Dataset content.
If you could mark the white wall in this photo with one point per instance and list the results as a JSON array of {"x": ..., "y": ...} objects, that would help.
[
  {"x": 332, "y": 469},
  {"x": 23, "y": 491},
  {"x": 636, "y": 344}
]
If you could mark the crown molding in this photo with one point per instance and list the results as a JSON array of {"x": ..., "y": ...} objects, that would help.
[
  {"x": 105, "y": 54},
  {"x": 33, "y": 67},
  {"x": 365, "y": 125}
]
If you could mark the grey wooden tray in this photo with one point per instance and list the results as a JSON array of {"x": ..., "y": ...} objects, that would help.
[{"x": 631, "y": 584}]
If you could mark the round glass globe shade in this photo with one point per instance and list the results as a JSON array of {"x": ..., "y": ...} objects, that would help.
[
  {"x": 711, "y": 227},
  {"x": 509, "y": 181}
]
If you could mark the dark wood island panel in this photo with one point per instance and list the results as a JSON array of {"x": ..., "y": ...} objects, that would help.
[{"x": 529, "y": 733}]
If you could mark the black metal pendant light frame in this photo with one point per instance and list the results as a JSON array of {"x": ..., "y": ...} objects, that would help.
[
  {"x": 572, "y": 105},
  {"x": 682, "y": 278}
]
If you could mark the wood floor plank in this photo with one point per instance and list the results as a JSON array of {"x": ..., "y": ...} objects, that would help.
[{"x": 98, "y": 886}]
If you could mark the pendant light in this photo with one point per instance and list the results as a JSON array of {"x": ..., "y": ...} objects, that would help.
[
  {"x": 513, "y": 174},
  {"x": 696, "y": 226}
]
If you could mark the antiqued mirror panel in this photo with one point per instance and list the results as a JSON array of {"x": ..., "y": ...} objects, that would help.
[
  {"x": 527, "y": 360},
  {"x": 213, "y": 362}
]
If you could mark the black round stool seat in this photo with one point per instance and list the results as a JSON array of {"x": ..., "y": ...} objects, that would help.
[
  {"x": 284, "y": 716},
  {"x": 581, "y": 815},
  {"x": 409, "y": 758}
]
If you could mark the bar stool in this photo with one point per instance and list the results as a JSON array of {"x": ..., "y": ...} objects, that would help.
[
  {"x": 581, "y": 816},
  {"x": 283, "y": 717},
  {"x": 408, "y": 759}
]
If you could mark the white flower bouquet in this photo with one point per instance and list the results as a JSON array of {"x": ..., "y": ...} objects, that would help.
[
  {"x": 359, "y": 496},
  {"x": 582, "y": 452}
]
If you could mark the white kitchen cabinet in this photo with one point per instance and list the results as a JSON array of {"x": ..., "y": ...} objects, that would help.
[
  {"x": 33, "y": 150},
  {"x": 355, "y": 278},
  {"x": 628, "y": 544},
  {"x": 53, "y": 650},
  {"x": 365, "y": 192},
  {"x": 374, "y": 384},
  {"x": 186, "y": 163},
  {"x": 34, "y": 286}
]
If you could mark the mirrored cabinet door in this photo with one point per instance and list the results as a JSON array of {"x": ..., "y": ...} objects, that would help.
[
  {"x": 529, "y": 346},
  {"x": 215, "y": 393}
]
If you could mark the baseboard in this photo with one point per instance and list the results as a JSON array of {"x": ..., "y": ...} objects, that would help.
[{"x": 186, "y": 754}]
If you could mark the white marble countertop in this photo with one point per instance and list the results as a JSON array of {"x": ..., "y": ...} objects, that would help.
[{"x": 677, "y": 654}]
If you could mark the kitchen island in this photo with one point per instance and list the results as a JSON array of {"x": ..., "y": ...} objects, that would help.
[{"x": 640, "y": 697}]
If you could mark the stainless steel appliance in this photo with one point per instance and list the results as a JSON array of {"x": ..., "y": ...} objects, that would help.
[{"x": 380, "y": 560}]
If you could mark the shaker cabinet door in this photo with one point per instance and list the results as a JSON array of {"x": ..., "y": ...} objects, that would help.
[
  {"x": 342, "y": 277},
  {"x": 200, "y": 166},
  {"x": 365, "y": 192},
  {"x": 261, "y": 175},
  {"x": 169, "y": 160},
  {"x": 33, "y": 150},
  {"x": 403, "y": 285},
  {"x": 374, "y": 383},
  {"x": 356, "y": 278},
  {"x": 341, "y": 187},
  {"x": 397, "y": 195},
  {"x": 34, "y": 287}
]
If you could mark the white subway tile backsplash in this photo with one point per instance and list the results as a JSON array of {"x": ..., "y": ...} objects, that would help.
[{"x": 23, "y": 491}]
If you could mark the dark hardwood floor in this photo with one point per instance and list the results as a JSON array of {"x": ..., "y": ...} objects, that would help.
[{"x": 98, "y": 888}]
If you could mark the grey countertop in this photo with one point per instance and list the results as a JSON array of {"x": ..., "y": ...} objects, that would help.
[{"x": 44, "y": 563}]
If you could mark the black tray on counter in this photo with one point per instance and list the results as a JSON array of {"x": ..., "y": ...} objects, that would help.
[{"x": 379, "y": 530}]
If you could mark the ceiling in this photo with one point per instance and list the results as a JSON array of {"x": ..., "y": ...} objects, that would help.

Work required. Return the whole listing above, line for line, with no changes.

Complete output.
If you could mark the white wall in this photo with one point per instance and list the results as a JSON array of {"x": ..., "y": ...} objects, that would help.
[
  {"x": 332, "y": 469},
  {"x": 23, "y": 491},
  {"x": 636, "y": 344}
]
If you could mark the crown molding in this photo with one point per instance and list the results as a JSON array of {"x": ..., "y": ...} objects, that would help.
[
  {"x": 105, "y": 54},
  {"x": 33, "y": 67},
  {"x": 365, "y": 125}
]
If you could mark the grey wooden tray in this photo with one point per instance and list the results as a JSON array of {"x": ..., "y": ...} objects, that would help.
[{"x": 631, "y": 584}]
If you could mark the round glass globe shade in this photo with one point per instance and list the results as a JSON array of {"x": ..., "y": ...} objects, that would help.
[
  {"x": 711, "y": 227},
  {"x": 509, "y": 181}
]
If you could mark the dark wood island panel in this photo with one point per instance and list the results as a JSON array of {"x": ..., "y": ...} objects, that would help.
[{"x": 529, "y": 733}]
If you could mark the black metal pendant light frame in this photo with one point per instance and list the results as a JSON array of {"x": ..., "y": ...} objects, that would help.
[
  {"x": 572, "y": 105},
  {"x": 682, "y": 278}
]
If you could mark the wood floor plank in this photo with one point per instance and list the results as a JSON array of {"x": ..., "y": ...} objects, that would help.
[{"x": 98, "y": 886}]
If you could mark the pendant light in this photo with one point per instance and list the results as a JSON array of {"x": ..., "y": ...} objects, that would help.
[
  {"x": 513, "y": 174},
  {"x": 696, "y": 226}
]
If you could mark the antiqued mirror panel in this photo with one point per instance and list the results as a JSON array of {"x": ..., "y": ...} objects, that would help.
[
  {"x": 527, "y": 360},
  {"x": 213, "y": 362}
]
If you could mark the black round stool seat in this photo with one point per instance and list the results as a JSON array of {"x": ..., "y": ...} objects, that would help.
[
  {"x": 284, "y": 716},
  {"x": 581, "y": 815},
  {"x": 409, "y": 758}
]
If you could mark the bar stool in this photo with one point per instance and list the results as a JSON array of {"x": ..., "y": ...} objects, that would help.
[
  {"x": 581, "y": 816},
  {"x": 283, "y": 717},
  {"x": 408, "y": 759}
]
If you could mark the white flower bouquet in this photo with one point per instance and list the results as a JSON array of {"x": ..., "y": ...} objects, that would help.
[
  {"x": 359, "y": 496},
  {"x": 582, "y": 452}
]
If you could mark the white kitchen cabinet in this photo with one point per instance and list the results as a JSON array of {"x": ..., "y": ...} objects, that would help.
[
  {"x": 33, "y": 150},
  {"x": 355, "y": 278},
  {"x": 628, "y": 544},
  {"x": 53, "y": 650},
  {"x": 365, "y": 192},
  {"x": 374, "y": 384},
  {"x": 186, "y": 163},
  {"x": 34, "y": 286}
]
If you could mark the mirrored cabinet door in this photo with one point per instance and list the results as a JSON array of {"x": ..., "y": ...} objects, that would help.
[
  {"x": 529, "y": 346},
  {"x": 215, "y": 393}
]
If you could mark the baseboard in this photo with one point per instance and list the results as a JSON array of {"x": ..., "y": ...} objects, that would help.
[{"x": 186, "y": 754}]
If you could mark the white marble countertop in this photo with one point per instance and list the results as a JSON array of {"x": ..., "y": ...} objects, that would help.
[{"x": 677, "y": 654}]
If you could mark the kitchen island in this photo with one point per instance and list the results as a JSON array of {"x": ..., "y": ...} objects, that would help.
[{"x": 640, "y": 697}]
If you could mark the stainless steel appliance in this photo with one point per instance and list the results as a JSON array of {"x": ..., "y": ...} objects, that would help.
[{"x": 380, "y": 560}]
If you could mark the shaker cabinet door in this photo with one point per instance and list the results as a JSON array of {"x": ..., "y": ...} objects, that would help.
[
  {"x": 342, "y": 277},
  {"x": 200, "y": 166},
  {"x": 365, "y": 192},
  {"x": 261, "y": 175},
  {"x": 169, "y": 160},
  {"x": 33, "y": 150},
  {"x": 403, "y": 285},
  {"x": 374, "y": 383},
  {"x": 356, "y": 278},
  {"x": 341, "y": 187},
  {"x": 397, "y": 195},
  {"x": 34, "y": 287}
]
If you could mark the white subway tile backsplash in this photo with one point per instance and list the results as a JSON array of {"x": ..., "y": ...} objects, that would help.
[{"x": 23, "y": 491}]
If you could mark the dark hardwood floor in this photo with one point per instance and list the results as a JSON array of {"x": ..., "y": ...} objects, that would help.
[{"x": 98, "y": 888}]
If you could mark the grey countertop in this photo with one point per instance and list the results as a JSON array of {"x": ..., "y": ...} objects, that would help.
[{"x": 44, "y": 563}]
If you could mark the black tray on counter in this photo with one point per instance and list the results as a JSON array of {"x": ..., "y": ...} objects, that would help.
[{"x": 379, "y": 530}]
If you could mark the ceiling in this photo with one point per instance and list the results as a JSON array of {"x": ..., "y": ...} objects, that would help.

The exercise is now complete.